EXTRACTED TEXT:
%%
ECtHR: Monitoring of employee's emails breached right to privacy
An employer's monitoring of an employee's work emails amounted to a violation of Article 8 (right to respect for private and family life, the home and correspondence) of the European Convention on Human Rights (ECHR), according to a recent judgment of the Grand Chamber of the European Court of Human Rights (ECtHR). It overturned a previous decision that the employer's actions did not violate Article 8 (Brbulescu v Romania).
B was employed by a Romanian company (S) as an engineer in charge of sales. At S's request, B created a Yahoo Messenger account for the purpose of responding to clients' enquiries. On 3rd July 2007, S informed its employees that one employee had been dismissed after she had privately used the internet.
S decided to monitor B's Yahoo accounts between 5th and 12th July. It found that B had been using the Yahoo Messenger account for personal purposes, to send messages to his fiance and his brother. B denied using the account for personal purposes and S therefore presented him with a 45 page transcript of his personal emails, which related to intimate subjects including B's health and sex life.
Dismissal and claim
On 1st August S terminated B's employment contract for breach of S's internal regulations
that prohibited the use of company resources for personal purposes. B unsuccessfully challenged his dismissal before the Romanian courts, which found that S had complied with the relevant dismissal proceedings, had been entitled to set rules for the use of the internet, and had informed B of those rules.
%%
DATA LISTING:
%%
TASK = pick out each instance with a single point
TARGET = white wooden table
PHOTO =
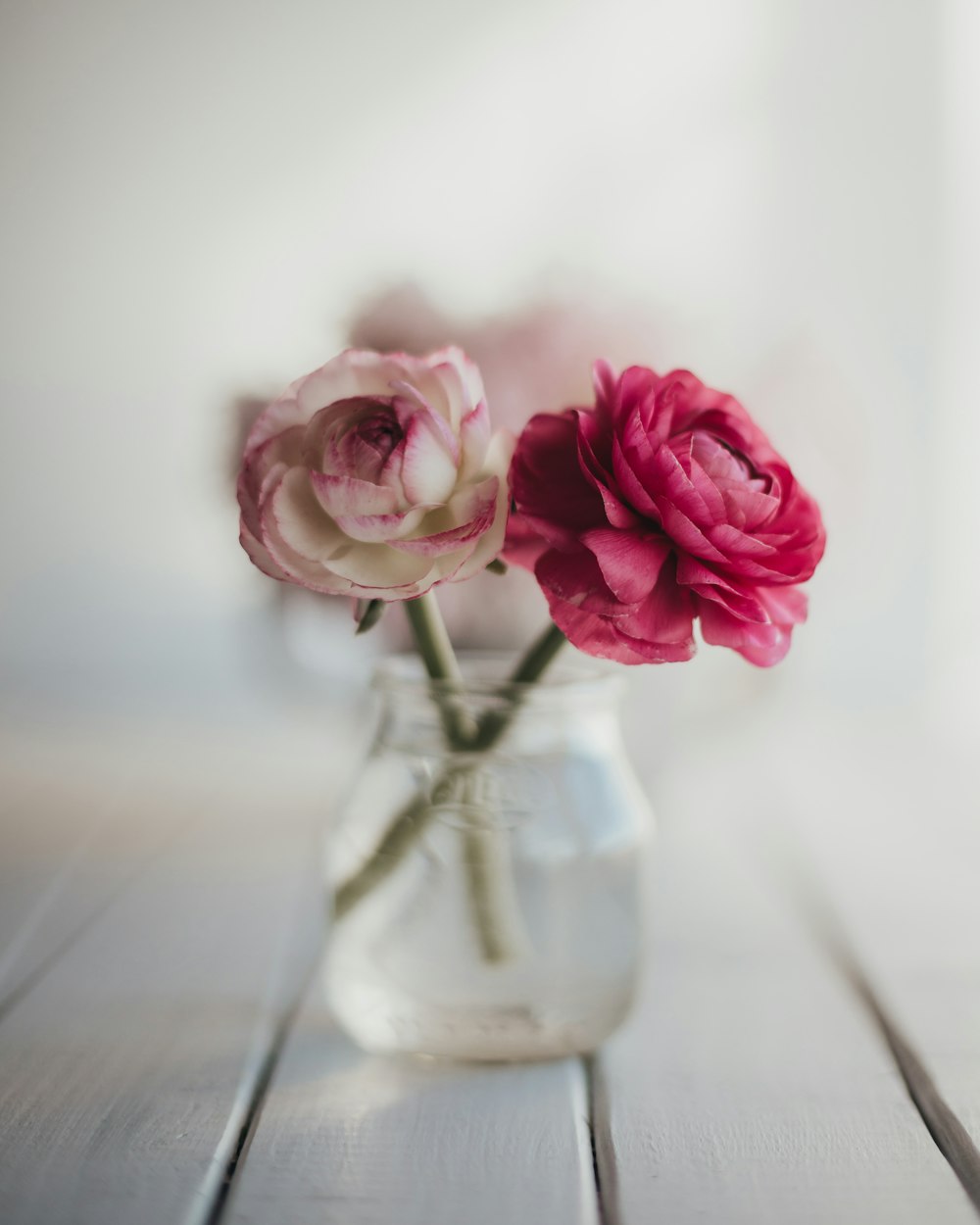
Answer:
(166, 1054)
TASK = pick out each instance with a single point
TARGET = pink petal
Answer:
(293, 515)
(380, 528)
(427, 470)
(547, 476)
(630, 563)
(760, 645)
(616, 513)
(378, 566)
(664, 617)
(478, 508)
(740, 603)
(630, 484)
(474, 437)
(686, 534)
(347, 495)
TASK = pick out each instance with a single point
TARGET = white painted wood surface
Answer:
(126, 1071)
(348, 1138)
(903, 881)
(166, 949)
(751, 1084)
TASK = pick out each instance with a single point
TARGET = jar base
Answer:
(501, 1034)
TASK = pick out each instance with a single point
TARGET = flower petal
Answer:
(347, 495)
(475, 508)
(630, 562)
(429, 473)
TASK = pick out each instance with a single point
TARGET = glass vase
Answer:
(488, 897)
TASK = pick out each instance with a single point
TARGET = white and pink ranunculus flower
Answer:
(376, 476)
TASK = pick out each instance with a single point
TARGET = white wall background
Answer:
(196, 196)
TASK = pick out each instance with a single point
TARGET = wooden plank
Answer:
(347, 1137)
(69, 842)
(126, 1072)
(906, 892)
(750, 1084)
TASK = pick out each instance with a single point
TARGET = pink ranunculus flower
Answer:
(376, 476)
(661, 505)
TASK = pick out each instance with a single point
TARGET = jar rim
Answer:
(485, 675)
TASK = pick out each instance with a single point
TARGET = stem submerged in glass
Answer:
(486, 871)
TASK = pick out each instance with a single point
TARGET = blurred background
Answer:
(202, 201)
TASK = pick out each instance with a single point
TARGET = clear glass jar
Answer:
(488, 902)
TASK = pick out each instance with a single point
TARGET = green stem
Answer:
(484, 857)
(412, 821)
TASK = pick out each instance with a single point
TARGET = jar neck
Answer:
(577, 705)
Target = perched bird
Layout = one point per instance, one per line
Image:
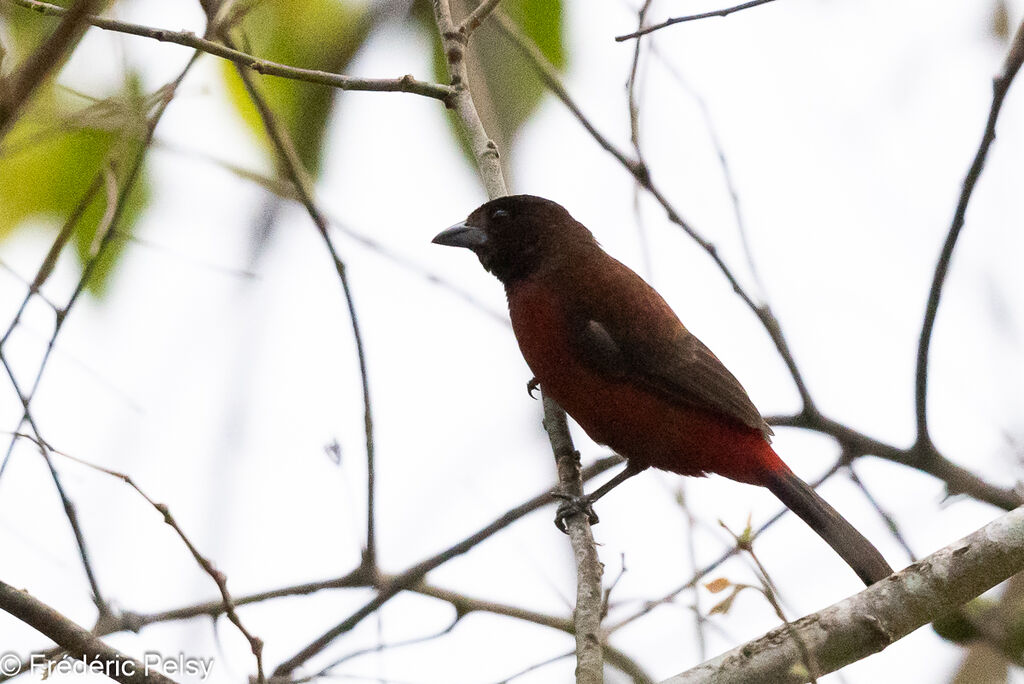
(610, 351)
%%
EXERCISES:
**A.** Copy out the passage of the email monitoring article from "B was employed" up to and including "and sex life.".
**B.** In the email monitoring article, how long was the transcript of B's personal messages that S presented to him?

TASK RESPONSES:
**A.**
B was employed by a Romanian company (S) as an engineer in charge of sales. At S's request, B created a Yahoo Messenger account for the purpose of responding to clients' enquiries. On 3rd July 2007, S informed its employees that one employee had been dismissed after she had privately used the internet.
S decided to monitor B's Yahoo accounts between 5th and 12th July. It found that B had been using the Yahoo Messenger account for personal purposes, to send messages to his fiance and his brother. B denied using the account for personal purposes and S therefore presented him with a 45 page transcript of his personal emails, which related to intimate subjects including B's health and sex life.

**B.** 45 pages